===== Texto de origen
Y si fuera posible amar…


Por Carlos Calvo 

  Aunque, al parecer, la fecha no se atenga al rigor, este pasado mes de febrero se celebró el octavo centenario de la trágica historia de amor que dio lugar a la célebre leyenda romántica de Diego de Marcilla (o Juan Martínez de Marcilla, como prefieran) e Isabel de Segura, los “amantes de Teruel”, cuyos restos momificados, exhumados durante unas obras en el siglo dieciséis, reposan en el mausoleo de la capital turolense construido en 1956.

    Para este 800 aniversario, equivocado o no, se han celebrado numerosos actos festivos y culturales, entre ellos el libro de la radionovela ‘Y si fuera posible amar’, escrito por el periodista Javier Vázquez (Zaragoza, 1973), el viaje de vuelta de Diego (o Juan, ya saben) e Isabel a través de las ondas, las letras y la dramaturgia. El relato de dos adolescentes enamorados pero condenados al desamor. Cinco años de espera, un beso negado, una muerte de tristeza y otra de culpa.

  Este cuaderno de viaje consta de cuatro capítulos (‘La boda’, ‘La conciencia’, ‘Amor que ganarse quiere’, ‘La alondra enjaulada’) y un epílogo a elegir entre el beso rechazado y el “que cambió todo”, pues ese beso de amor que Isabel niega a Diego y que los condena a la eternidad -tal y como es la leyenda- se puede cambiar por una segunda lectura y dar a los amantes de Teruel, en última instancia, la oportunidad de ser felices ocho siglos después. Se trata de la segunda obra de una serie para coleccionistas -atención, Pepe Melero-, impulsada por la fundación Amantes, ‘Diario de Teruel’ y el consistorio de la capital, que comenzó hace un año con la entrega de ‘Una noche con los Amantes de Teruel’, tonta ella y tonto él, escrita por el novelista e investigador turolense Javier Sierra, quien pasó, para tratar de buscar una explicación a los muchos enigmas que rodean la leyenda, una noche junto a las momias de los susodichos. A solas y a oscuras.
==========
===== Listado
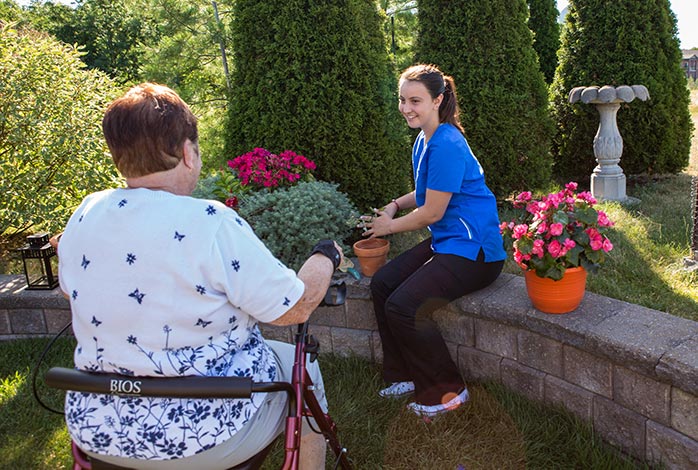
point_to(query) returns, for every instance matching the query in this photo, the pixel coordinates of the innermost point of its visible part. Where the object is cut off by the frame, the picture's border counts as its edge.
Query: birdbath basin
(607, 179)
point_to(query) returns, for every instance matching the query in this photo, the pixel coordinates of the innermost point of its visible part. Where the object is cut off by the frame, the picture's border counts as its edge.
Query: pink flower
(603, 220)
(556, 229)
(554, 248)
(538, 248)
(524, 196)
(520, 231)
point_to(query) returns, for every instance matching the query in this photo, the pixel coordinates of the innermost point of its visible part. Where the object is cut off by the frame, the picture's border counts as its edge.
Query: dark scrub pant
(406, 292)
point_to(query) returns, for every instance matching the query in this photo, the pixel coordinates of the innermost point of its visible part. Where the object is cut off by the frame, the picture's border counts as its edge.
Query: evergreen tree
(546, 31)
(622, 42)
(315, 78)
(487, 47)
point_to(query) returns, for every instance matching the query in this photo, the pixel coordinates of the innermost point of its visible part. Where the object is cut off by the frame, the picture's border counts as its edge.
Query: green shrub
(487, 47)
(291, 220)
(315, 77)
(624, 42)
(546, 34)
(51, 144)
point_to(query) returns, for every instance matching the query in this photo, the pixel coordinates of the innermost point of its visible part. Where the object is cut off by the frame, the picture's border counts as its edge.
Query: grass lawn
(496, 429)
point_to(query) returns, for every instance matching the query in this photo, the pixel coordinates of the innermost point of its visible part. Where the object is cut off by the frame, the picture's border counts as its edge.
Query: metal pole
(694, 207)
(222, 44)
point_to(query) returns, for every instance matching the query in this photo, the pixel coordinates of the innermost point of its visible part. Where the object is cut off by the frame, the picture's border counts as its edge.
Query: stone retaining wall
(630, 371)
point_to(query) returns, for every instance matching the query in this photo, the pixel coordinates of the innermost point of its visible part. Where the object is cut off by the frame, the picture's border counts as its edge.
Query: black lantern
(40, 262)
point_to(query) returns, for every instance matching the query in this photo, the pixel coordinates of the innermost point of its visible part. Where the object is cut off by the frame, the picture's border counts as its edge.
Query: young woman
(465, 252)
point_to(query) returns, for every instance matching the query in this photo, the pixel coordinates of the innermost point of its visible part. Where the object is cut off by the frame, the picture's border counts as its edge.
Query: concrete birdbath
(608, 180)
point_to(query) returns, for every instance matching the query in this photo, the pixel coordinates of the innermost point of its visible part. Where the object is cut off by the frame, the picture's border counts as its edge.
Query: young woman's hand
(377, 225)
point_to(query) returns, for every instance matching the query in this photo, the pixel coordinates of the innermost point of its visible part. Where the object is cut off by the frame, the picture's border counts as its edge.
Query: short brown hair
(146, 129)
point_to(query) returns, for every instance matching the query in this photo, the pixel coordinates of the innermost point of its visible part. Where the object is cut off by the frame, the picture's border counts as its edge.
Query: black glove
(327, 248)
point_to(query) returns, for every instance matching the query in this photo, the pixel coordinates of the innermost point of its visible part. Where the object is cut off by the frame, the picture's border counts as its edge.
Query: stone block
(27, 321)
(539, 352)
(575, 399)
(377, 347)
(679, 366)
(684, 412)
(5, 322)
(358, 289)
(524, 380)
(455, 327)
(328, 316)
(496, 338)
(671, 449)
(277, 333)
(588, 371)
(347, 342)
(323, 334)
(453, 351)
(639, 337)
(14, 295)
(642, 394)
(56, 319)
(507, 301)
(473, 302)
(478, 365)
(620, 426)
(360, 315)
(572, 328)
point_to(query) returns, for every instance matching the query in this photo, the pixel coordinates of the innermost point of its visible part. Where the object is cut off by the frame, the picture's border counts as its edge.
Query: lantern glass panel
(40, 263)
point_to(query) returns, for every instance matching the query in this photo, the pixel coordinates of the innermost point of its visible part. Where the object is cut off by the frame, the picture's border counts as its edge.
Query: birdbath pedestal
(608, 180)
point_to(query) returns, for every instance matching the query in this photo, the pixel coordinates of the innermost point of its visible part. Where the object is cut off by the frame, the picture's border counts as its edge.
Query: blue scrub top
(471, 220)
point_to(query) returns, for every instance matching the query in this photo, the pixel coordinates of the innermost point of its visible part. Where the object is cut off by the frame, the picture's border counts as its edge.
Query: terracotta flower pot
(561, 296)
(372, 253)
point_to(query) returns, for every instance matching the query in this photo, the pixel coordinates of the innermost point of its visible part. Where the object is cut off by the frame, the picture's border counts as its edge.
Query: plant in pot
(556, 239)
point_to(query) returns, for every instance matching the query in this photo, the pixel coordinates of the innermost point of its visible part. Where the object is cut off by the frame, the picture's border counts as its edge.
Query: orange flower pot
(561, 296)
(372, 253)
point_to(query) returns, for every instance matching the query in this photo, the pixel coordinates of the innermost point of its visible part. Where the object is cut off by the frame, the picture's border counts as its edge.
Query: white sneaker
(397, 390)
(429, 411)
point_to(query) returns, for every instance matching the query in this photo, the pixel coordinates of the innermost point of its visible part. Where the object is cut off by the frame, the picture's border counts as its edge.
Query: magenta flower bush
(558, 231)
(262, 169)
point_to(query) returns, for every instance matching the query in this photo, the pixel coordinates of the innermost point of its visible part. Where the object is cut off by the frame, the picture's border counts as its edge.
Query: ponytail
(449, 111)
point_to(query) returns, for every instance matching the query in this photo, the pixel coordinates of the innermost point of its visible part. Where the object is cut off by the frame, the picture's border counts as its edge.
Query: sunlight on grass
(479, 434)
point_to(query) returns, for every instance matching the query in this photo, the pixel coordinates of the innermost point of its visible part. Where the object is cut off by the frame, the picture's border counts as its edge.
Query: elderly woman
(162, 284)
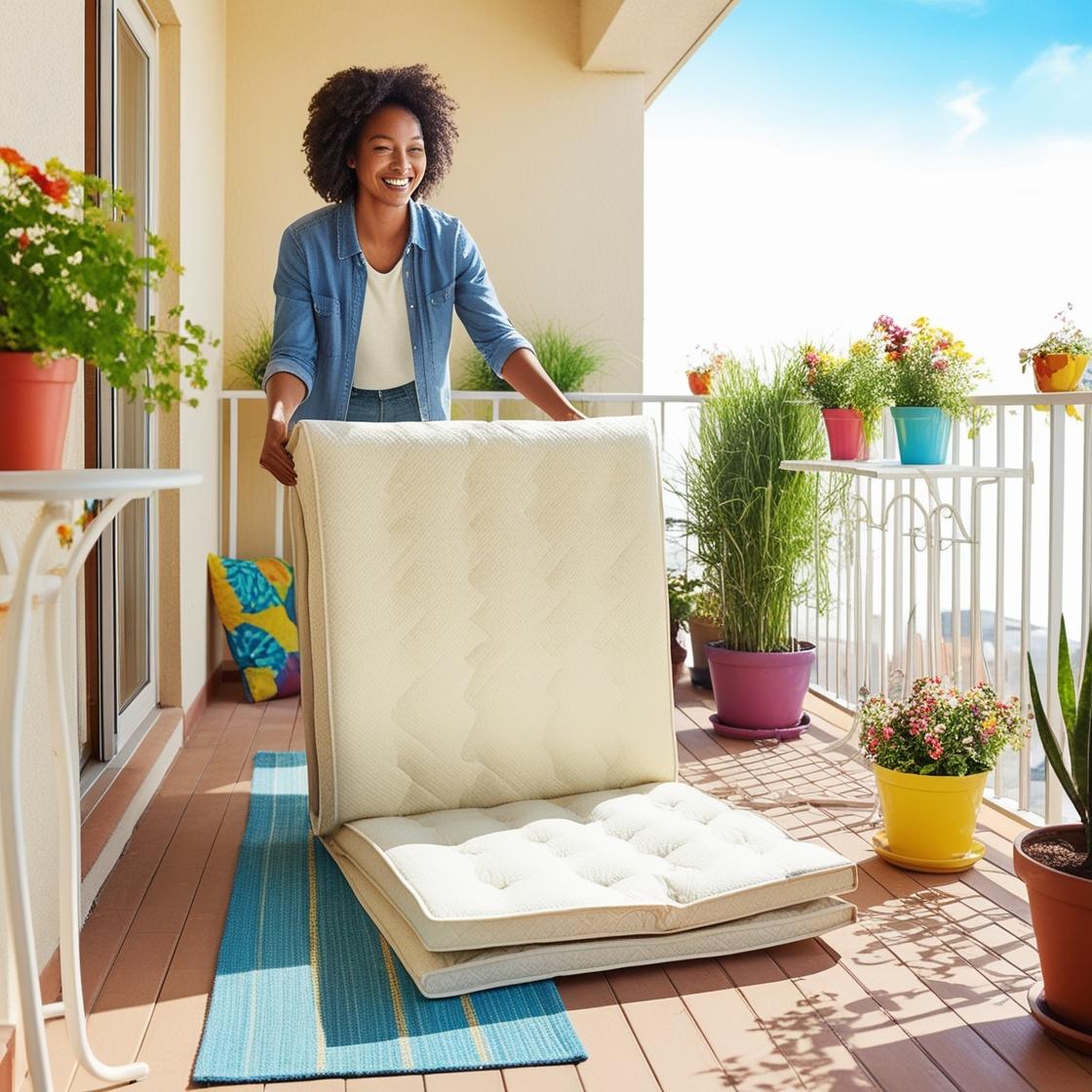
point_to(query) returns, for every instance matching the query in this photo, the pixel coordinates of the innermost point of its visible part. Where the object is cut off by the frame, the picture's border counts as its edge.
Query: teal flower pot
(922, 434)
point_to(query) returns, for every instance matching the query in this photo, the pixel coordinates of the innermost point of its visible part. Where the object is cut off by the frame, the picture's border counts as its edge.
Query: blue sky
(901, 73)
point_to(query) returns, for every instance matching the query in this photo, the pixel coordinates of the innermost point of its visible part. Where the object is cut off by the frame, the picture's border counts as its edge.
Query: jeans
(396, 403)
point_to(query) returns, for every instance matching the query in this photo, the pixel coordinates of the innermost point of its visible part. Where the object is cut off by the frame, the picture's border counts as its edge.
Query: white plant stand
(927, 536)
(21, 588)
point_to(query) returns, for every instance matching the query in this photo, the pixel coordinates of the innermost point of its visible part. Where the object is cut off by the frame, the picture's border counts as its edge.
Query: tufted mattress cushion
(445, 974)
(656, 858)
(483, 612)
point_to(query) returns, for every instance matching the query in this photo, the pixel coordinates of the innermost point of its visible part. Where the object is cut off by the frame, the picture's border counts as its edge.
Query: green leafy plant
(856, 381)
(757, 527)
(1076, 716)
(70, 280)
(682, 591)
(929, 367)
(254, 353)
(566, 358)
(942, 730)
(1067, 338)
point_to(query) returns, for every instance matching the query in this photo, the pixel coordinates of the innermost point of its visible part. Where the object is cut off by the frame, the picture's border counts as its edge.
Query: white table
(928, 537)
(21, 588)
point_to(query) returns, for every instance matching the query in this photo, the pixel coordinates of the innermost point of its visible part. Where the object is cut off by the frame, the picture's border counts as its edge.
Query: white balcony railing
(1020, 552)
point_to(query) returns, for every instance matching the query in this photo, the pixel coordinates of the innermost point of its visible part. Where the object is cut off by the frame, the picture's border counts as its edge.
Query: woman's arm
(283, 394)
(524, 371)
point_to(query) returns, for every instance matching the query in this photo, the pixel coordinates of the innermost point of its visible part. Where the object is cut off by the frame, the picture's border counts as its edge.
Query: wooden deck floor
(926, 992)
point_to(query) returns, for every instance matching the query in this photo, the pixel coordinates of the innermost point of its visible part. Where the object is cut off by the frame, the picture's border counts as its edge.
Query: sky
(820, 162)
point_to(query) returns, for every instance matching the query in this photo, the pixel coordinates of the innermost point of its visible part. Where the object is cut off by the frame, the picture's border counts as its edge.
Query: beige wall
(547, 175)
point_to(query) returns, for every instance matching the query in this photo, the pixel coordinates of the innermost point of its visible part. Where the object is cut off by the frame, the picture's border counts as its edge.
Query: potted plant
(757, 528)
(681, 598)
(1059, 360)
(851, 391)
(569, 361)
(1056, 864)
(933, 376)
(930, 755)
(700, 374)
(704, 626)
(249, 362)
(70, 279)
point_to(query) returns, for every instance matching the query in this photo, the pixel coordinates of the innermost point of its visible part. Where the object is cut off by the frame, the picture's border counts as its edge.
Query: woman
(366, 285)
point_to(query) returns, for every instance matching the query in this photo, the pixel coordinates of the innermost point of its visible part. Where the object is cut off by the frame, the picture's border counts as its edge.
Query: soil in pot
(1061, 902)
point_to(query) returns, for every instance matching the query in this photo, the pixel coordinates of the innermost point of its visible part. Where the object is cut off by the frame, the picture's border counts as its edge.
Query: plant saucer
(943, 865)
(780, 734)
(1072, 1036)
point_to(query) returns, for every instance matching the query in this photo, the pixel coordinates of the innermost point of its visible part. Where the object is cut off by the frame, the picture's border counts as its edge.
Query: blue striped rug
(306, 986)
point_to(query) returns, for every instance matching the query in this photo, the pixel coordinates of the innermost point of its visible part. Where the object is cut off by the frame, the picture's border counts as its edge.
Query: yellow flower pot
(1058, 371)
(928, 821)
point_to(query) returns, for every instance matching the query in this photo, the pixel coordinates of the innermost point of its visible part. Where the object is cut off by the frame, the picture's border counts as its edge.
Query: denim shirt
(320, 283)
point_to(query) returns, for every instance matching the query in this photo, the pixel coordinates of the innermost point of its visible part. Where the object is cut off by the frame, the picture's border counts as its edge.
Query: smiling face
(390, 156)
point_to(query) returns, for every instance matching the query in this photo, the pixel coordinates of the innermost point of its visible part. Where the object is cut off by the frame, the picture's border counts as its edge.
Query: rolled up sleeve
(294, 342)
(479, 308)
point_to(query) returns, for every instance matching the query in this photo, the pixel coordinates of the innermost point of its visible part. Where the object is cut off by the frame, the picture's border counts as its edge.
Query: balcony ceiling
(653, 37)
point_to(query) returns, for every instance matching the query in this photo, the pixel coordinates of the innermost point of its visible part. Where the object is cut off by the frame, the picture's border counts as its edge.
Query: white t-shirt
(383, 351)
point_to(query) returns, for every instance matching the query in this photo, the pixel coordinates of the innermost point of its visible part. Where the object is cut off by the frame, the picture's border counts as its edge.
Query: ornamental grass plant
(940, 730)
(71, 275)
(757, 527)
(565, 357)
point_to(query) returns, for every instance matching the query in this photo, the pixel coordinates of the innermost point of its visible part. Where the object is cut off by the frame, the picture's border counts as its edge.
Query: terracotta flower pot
==========
_Problema breve:_
Prosiga el texto sobre los amantes de Teruel a partir de su última frase, manteniendo el tono y el estilo del autor.

_Respuesta a la tarea:_
  No pocos creen historia esta leyenda que se remonta a 1217. Juan de Ávalos, autor del conjunto escultórico que alberga esas momias y creador del símbolo de las manos más famosas que no se tocan, lo tiene claro: “Si es verdad o mentira no importa. Si es verdad es una maravilla y si es mentira es una maravillosa mentira”. El historiador local Fernando López Rajadel cree, por su parte, que se trata de las momias de dos antepasados de la familia Segura, madre e hijo. Y asegura que la historia forma parte de un códice muy mutilado que se conserva en la biblioteca de Cataluña, en Barcelona, un manuscrito que mandó elaborar la familia Marcilla a finales del siglo quince para ensalzar su linaje. Es, según el experto, un relato de ficción y no una narración histórica. Incluso transmite sus sospechas sobre si las momias halladas en 1553 sean, en realidad, de una madre y su hijo.

  El rigor histórico, al parecer, brilla por su ausencia. Lo que se celebra, maldita sea, es una fecha simbólica. ¿Por qué, entonces, se quiere vender los amantes como un hecho histórico sin serlo? “Hay muchas personas”, advierte López Rajadel, “que no han estado interesadas en la veracidad de la historia, sino en darle publicidad. Mi tesis va en contra de la opinión de élites con influencia social. Pero es su problema, porque ellos se han metido en ese lío”. Sea como fuere, esta tradición, equivocada o no, ha influido en la vida de Teruel, también en la literatura y en el arte en general.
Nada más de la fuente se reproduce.